■ Problem description:
Repeat the data word for word. Do not include the pictures.
Begin Supplied data
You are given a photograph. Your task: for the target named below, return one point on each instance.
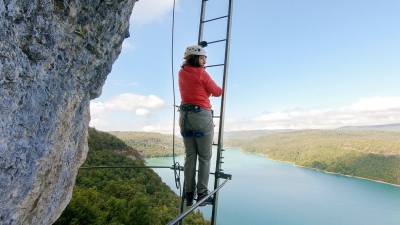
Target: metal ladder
(218, 167)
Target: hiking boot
(189, 198)
(208, 201)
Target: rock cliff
(54, 58)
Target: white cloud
(139, 104)
(126, 45)
(131, 102)
(146, 11)
(367, 111)
(142, 112)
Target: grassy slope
(120, 196)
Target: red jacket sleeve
(210, 85)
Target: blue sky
(307, 64)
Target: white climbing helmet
(194, 50)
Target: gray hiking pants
(190, 121)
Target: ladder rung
(215, 19)
(215, 65)
(212, 42)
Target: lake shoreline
(328, 172)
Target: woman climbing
(195, 121)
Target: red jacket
(196, 86)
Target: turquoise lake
(263, 191)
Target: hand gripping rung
(212, 42)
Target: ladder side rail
(201, 24)
(222, 113)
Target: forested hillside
(365, 153)
(120, 196)
(151, 144)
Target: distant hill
(387, 127)
(371, 154)
(150, 144)
(249, 134)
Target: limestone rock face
(55, 56)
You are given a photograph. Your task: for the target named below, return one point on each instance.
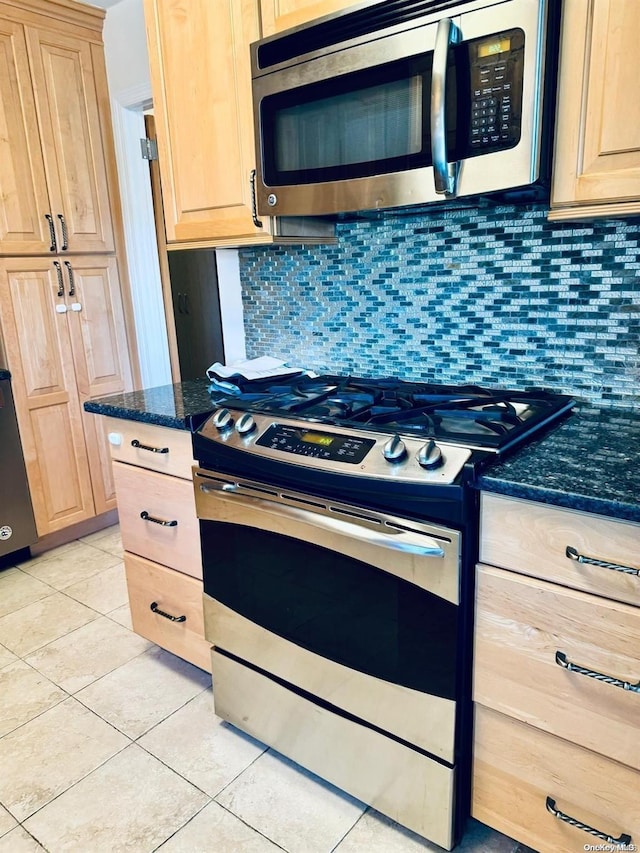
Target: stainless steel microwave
(402, 103)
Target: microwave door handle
(444, 173)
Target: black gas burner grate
(465, 414)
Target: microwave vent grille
(349, 25)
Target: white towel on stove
(253, 368)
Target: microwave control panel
(496, 73)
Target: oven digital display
(332, 447)
(491, 48)
(318, 438)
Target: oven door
(354, 607)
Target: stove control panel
(316, 443)
(335, 449)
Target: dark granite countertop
(167, 405)
(590, 462)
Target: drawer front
(516, 767)
(158, 448)
(175, 595)
(402, 783)
(533, 538)
(145, 499)
(521, 626)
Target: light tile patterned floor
(108, 743)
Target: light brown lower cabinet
(160, 535)
(166, 608)
(518, 769)
(557, 676)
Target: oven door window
(357, 125)
(338, 607)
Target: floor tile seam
(249, 826)
(44, 711)
(69, 788)
(180, 828)
(238, 775)
(55, 705)
(35, 601)
(31, 835)
(103, 550)
(137, 737)
(351, 828)
(95, 680)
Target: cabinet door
(40, 357)
(100, 355)
(24, 201)
(597, 156)
(67, 104)
(201, 80)
(278, 15)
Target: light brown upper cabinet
(63, 330)
(52, 169)
(279, 15)
(201, 82)
(597, 151)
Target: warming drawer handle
(572, 554)
(154, 607)
(445, 174)
(561, 660)
(624, 839)
(419, 544)
(136, 443)
(146, 517)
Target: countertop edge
(553, 497)
(111, 411)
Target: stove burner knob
(430, 456)
(245, 424)
(394, 450)
(222, 420)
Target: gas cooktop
(466, 415)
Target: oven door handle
(398, 540)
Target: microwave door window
(368, 125)
(357, 125)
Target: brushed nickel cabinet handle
(65, 236)
(154, 607)
(72, 281)
(52, 232)
(572, 554)
(561, 660)
(144, 515)
(136, 443)
(254, 209)
(60, 280)
(551, 807)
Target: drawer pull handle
(572, 554)
(146, 517)
(551, 807)
(561, 660)
(136, 443)
(154, 607)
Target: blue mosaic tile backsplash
(491, 295)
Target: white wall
(127, 61)
(125, 44)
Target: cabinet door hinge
(149, 149)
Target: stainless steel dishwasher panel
(17, 525)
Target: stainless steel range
(339, 536)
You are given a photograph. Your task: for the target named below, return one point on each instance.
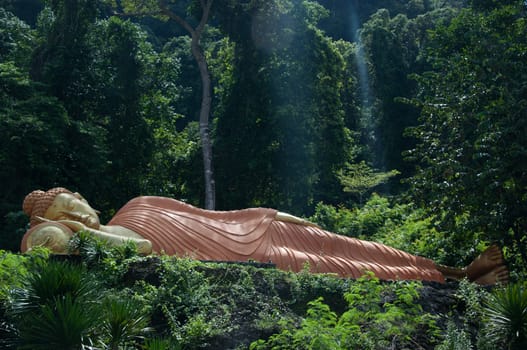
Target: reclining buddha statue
(167, 226)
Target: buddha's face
(72, 206)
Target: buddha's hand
(52, 235)
(73, 225)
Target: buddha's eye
(70, 205)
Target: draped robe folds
(177, 228)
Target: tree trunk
(206, 97)
(206, 144)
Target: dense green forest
(410, 114)
(397, 121)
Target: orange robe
(177, 228)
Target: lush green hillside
(113, 299)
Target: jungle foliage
(401, 121)
(111, 298)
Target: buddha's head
(59, 204)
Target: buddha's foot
(487, 263)
(499, 274)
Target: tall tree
(169, 9)
(286, 103)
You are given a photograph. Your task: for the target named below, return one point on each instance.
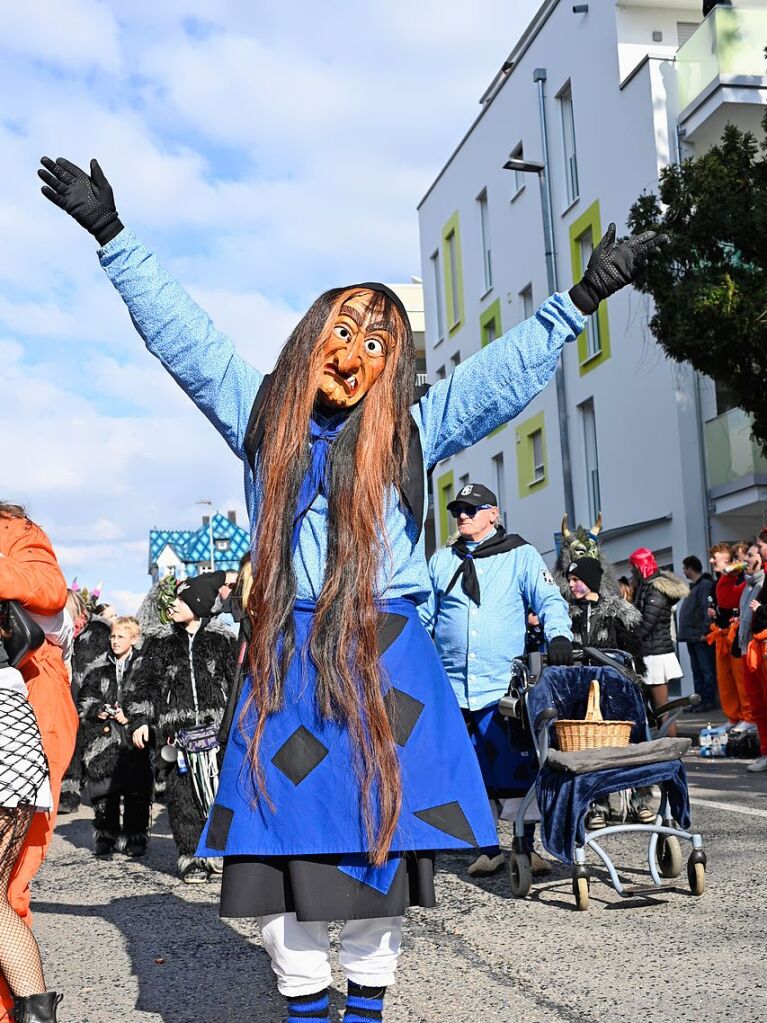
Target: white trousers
(301, 951)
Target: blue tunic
(308, 761)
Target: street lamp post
(534, 167)
(210, 530)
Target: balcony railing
(729, 43)
(730, 451)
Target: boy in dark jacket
(115, 768)
(183, 681)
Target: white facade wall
(646, 428)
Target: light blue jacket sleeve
(543, 597)
(427, 610)
(181, 335)
(497, 383)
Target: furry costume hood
(670, 585)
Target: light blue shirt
(486, 391)
(478, 645)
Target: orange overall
(30, 574)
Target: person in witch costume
(348, 762)
(483, 587)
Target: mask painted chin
(342, 390)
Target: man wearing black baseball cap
(483, 586)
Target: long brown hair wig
(367, 464)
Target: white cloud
(78, 35)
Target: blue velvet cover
(444, 801)
(564, 799)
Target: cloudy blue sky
(265, 151)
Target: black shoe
(104, 847)
(135, 847)
(69, 803)
(36, 1008)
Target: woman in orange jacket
(30, 574)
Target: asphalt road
(127, 941)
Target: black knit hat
(588, 570)
(201, 592)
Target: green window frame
(453, 288)
(590, 220)
(445, 485)
(526, 481)
(491, 315)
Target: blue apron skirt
(504, 751)
(308, 854)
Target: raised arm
(31, 574)
(181, 335)
(496, 384)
End Supplied data
■ Exercise response:
You are given a photograph. Your task: for the target named below, return one point on each instance.
Target: metal ladder
(218, 167)
Target: hiking boot
(189, 198)
(208, 201)
Target: rock cliff
(54, 58)
Target: white cloud
(139, 104)
(126, 45)
(131, 102)
(146, 11)
(367, 111)
(142, 112)
Target: grassy slope
(120, 196)
Target: red jacket sleeve
(210, 85)
Target: blue sky
(307, 64)
Target: white climbing helmet
(194, 50)
Target: gray hiking pants
(190, 121)
Target: ladder rung
(215, 19)
(215, 65)
(212, 42)
Target: lake shoreline
(328, 172)
Target: woman climbing
(195, 121)
Target: red jacket
(196, 86)
Target: turquoise lake
(263, 191)
Target: hand gripping rung
(212, 42)
Target: ladder side rail
(201, 24)
(222, 113)
Target: forested hillside
(365, 153)
(120, 196)
(151, 144)
Target: distant hill
(387, 127)
(371, 154)
(150, 144)
(249, 134)
Target: limestone rock face
(55, 56)
You are given a photograph. Your task: for the target named below, return one point on each instance.
Target: stainless steel microwave
(402, 103)
Target: microwave door handle
(444, 173)
Target: black gas burner grate
(465, 414)
Target: microwave vent grille
(349, 25)
Target: white towel on stove
(253, 368)
Target: microwave control panel
(496, 73)
Target: oven digital display
(332, 447)
(491, 48)
(318, 438)
Target: oven door
(354, 607)
Target: stove control panel
(316, 443)
(335, 449)
Target: dark granite countertop
(167, 405)
(590, 462)
Target: drawer front
(516, 767)
(158, 448)
(175, 595)
(402, 783)
(533, 538)
(145, 499)
(521, 626)
Target: light tile patterned floor
(108, 743)
Target: light brown lower cabinet
(160, 535)
(166, 608)
(518, 769)
(557, 676)
Target: oven door window
(357, 125)
(338, 607)
Target: floor tile seam
(249, 826)
(44, 711)
(69, 788)
(180, 828)
(238, 775)
(55, 705)
(35, 601)
(31, 835)
(103, 550)
(137, 737)
(351, 828)
(95, 680)
Target: cabinet door
(40, 357)
(100, 355)
(24, 201)
(597, 156)
(67, 104)
(201, 80)
(278, 15)
Target: light brown upper cabinet
(63, 330)
(52, 169)
(279, 15)
(201, 82)
(597, 151)
Target: warming drawer handle
(572, 554)
(154, 607)
(445, 174)
(561, 660)
(624, 839)
(419, 544)
(136, 443)
(146, 517)
Target: countertop edge
(553, 497)
(111, 411)
Target: stove burner knob
(430, 456)
(245, 424)
(394, 450)
(222, 420)
Target: gas cooktop
(466, 415)
Target: oven door handle
(398, 540)
Target: microwave door window
(368, 125)
(357, 125)
Target: brushed nickel cabinet handle
(65, 236)
(154, 607)
(72, 281)
(52, 232)
(572, 554)
(561, 660)
(144, 515)
(136, 443)
(254, 209)
(60, 280)
(551, 807)
Target: drawer pull handle
(572, 554)
(146, 517)
(551, 807)
(561, 660)
(136, 443)
(154, 607)
Target: blue mosaic tile backsplash
(491, 295)
Target: white wall
(127, 61)
(125, 44)
Target: cabinet door hinge
(149, 149)
Target: stainless steel dishwasher panel
(17, 525)
Target: stainless steel range
(339, 536)
You are given a photograph. Your task: for the target named below, return one point on each instance.
Target: reclining buddha statue
(167, 226)
Target: buddha's face
(72, 206)
Target: buddha's hand
(52, 235)
(73, 225)
Target: buddha's eye
(70, 205)
Target: draped robe folds
(177, 228)
Target: tree trunk
(206, 97)
(206, 144)
Target: dense green forest
(410, 114)
(397, 121)
Target: orange robe
(177, 228)
Target: lush green hillside
(113, 299)
Target: jungle foliage
(401, 121)
(111, 298)
Target: buddha's head
(59, 204)
Target: buddha's foot
(487, 263)
(499, 274)
Target: tall tree
(169, 9)
(286, 103)
You are given a photograph. Your task: for the target named below, return one point on each instance.
Target: white trousers
(301, 951)
Target: blue tunic
(308, 761)
Target: street lamp post
(534, 167)
(210, 530)
Target: balcony railing
(729, 43)
(730, 451)
Target: boy in dark jacket
(115, 768)
(183, 681)
Target: white facade wall
(646, 428)
Target: light blue jacket sleeve
(543, 597)
(427, 610)
(181, 335)
(497, 383)
Target: furry costume hood
(670, 585)
Target: light blue shirt
(486, 391)
(478, 645)
Target: orange overall
(30, 574)
Target: person in witch costume
(348, 762)
(483, 587)
Target: mask painted chin
(342, 390)
Target: man wearing black baseball cap
(483, 586)
Target: long brown hair wig
(367, 464)
Target: white cloud
(78, 35)
Target: blue velvet cover
(444, 801)
(564, 799)
Target: cloudy blue sky
(265, 151)
Target: black shoe
(104, 847)
(135, 847)
(69, 803)
(36, 1008)
Target: woman in orange jacket
(30, 574)
Target: asphalt road
(127, 941)
Target: black knit hat
(588, 570)
(201, 592)
Target: green window frame
(453, 288)
(590, 220)
(445, 485)
(526, 481)
(491, 315)
Target: blue apron skirt
(504, 751)
(308, 854)
Target: raised arm
(31, 574)
(181, 335)
(496, 384)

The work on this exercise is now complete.